Exercise prompt
The whole listing is to be repeated exactly. Add nothing.

The data
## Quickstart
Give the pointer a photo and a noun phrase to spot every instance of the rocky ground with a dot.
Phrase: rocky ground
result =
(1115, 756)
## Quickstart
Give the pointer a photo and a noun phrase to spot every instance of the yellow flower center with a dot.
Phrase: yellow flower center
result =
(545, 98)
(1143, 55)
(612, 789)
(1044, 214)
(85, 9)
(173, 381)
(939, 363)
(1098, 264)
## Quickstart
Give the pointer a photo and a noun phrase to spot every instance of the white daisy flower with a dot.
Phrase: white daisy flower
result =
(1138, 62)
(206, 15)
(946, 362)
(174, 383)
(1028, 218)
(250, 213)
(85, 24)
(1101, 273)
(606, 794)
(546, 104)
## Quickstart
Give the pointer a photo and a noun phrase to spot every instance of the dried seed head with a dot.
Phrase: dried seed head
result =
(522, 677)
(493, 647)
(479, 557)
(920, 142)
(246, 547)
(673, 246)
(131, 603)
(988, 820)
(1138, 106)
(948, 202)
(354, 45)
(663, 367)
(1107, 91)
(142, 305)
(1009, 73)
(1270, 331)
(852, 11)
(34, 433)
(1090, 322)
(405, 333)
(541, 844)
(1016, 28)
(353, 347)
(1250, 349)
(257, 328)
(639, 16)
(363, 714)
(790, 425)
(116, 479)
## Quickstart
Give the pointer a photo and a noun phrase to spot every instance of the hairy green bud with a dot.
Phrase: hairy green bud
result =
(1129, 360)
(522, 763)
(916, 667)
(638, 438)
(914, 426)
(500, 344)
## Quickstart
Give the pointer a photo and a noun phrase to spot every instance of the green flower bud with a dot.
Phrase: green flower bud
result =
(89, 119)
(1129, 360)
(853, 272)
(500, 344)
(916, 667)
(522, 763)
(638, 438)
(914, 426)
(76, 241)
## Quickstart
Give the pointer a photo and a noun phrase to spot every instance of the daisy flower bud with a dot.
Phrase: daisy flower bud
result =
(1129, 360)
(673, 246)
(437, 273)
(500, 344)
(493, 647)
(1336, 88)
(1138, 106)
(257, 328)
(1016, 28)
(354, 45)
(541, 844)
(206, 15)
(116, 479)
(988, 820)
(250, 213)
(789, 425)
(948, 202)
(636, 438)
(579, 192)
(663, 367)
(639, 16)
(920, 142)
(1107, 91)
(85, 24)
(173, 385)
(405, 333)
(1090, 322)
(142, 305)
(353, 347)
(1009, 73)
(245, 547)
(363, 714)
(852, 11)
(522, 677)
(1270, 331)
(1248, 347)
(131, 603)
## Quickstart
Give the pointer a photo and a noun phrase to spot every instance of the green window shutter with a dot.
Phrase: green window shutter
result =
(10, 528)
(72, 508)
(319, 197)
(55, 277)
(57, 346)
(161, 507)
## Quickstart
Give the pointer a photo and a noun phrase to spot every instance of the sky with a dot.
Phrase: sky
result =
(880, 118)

Result
## Quickstart
Give the pointer a photo and a noun phrase to spot every instance of the rocky ground with a dot.
Phrase: rocky ground
result =
(1115, 756)
## Quickstart
Give the pointer a photo and a noun phrase to spot every instance of the yellow flower center with a dot.
Phrase: yellow flower center
result =
(545, 98)
(1143, 55)
(612, 789)
(1044, 214)
(85, 9)
(173, 381)
(939, 363)
(1098, 264)
## Quickstart
Give the pointer a photo and a noun phrase to spot every instance of the white daisy flower with a dot.
Phrase: white daisy flower
result =
(1138, 62)
(206, 15)
(946, 362)
(174, 383)
(1028, 218)
(250, 213)
(85, 24)
(1101, 273)
(606, 794)
(546, 104)
## Quickstart
Give the pointer a photo and a noun phrase to spot every instance of the dried seed head with a dot.
Phrase: dried seed head
result =
(522, 677)
(493, 647)
(479, 557)
(920, 142)
(246, 547)
(673, 246)
(131, 603)
(988, 820)
(1138, 106)
(948, 202)
(354, 45)
(663, 367)
(1107, 91)
(142, 305)
(1009, 73)
(1270, 331)
(852, 11)
(34, 433)
(1090, 322)
(405, 333)
(541, 844)
(1016, 28)
(353, 347)
(1250, 349)
(257, 328)
(639, 16)
(363, 714)
(790, 425)
(116, 479)
## Quickstart
Give the pointer a photo and a noun phrase to spot every instance of the hairy green bud with a dot.
Phrase: hairy green bud
result =
(1129, 360)
(522, 763)
(916, 667)
(638, 438)
(914, 426)
(500, 344)
## Quickstart
Give the pointer a photo and a noun phrase to spot every instance of the green flower bud with a dot.
Phrase: green flower bud
result =
(89, 119)
(1129, 360)
(853, 272)
(500, 344)
(916, 667)
(522, 763)
(638, 438)
(914, 426)
(76, 241)
## Quickstart
Give the pointer a photo and a noun phrase to spot every instance of the daisy flower bud with a dot.
Phrase: daisy flower bud
result =
(1129, 360)
(673, 246)
(437, 273)
(500, 344)
(493, 647)
(1336, 88)
(1138, 106)
(257, 328)
(1016, 28)
(354, 45)
(541, 844)
(206, 15)
(116, 479)
(988, 820)
(250, 213)
(789, 425)
(948, 202)
(636, 438)
(579, 192)
(663, 367)
(639, 16)
(920, 142)
(1107, 91)
(85, 24)
(173, 385)
(405, 333)
(1090, 322)
(142, 305)
(353, 347)
(1009, 73)
(245, 547)
(363, 714)
(852, 11)
(522, 677)
(1270, 331)
(1248, 347)
(131, 603)
## Quickstart
Give the pointer a photo and a noun phrase to spot every instance of the green window shutter with a dot.
Phrase: green window shutter
result =
(10, 528)
(72, 508)
(319, 197)
(55, 277)
(57, 346)
(161, 507)
## Quickstart
Give the pointer a photo and a noun phrase to spot every instance of the sky with a dot.
Phrase: sky
result =
(880, 118)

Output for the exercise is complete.